REQUIREMENTS: Update the entries below by replacing "Annotate" with "Mark" everywhere it appears. Keep everything else the same.

═══ SUPPLIED INFORMATION

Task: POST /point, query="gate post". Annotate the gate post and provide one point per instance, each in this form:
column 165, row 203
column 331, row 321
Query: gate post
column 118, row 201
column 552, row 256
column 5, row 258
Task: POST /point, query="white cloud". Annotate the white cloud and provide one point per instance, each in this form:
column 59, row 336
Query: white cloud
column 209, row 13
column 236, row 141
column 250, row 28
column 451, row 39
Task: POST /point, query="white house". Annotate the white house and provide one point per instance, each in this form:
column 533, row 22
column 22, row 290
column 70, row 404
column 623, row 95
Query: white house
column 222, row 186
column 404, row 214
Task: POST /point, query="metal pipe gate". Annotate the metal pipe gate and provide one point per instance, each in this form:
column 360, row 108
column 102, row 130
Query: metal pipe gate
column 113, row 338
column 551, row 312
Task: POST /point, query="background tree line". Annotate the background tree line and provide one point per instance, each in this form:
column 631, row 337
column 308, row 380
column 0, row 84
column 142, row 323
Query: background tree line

══════

RESULT BELOW:
Task: POST /point, query="gate post". Mark the gate post and provide one point per instance, each in this form:
column 165, row 203
column 331, row 321
Query: gate post
column 118, row 201
column 552, row 256
column 5, row 258
Task: POST /point, query="white cloud". Mark the white cloud and provide one point per instance, each in this form:
column 59, row 336
Query: white cloud
column 209, row 13
column 236, row 141
column 250, row 28
column 451, row 39
Task: POST /point, query="white house". Mark the white house and provide one point per instance, each in this form:
column 533, row 22
column 22, row 290
column 70, row 404
column 623, row 95
Query: white house
column 222, row 186
column 404, row 214
Task: POST /point, query="metal pipe gate". Mark the metal pipe gate and provide one point per instance, each in this form:
column 360, row 108
column 102, row 130
Query: metal pipe gate
column 113, row 338
column 551, row 312
Task: POST /point, query="background tree line". Mark the background tree line and provide one point per instance, each in this form:
column 631, row 337
column 308, row 380
column 0, row 84
column 142, row 323
Query: background tree line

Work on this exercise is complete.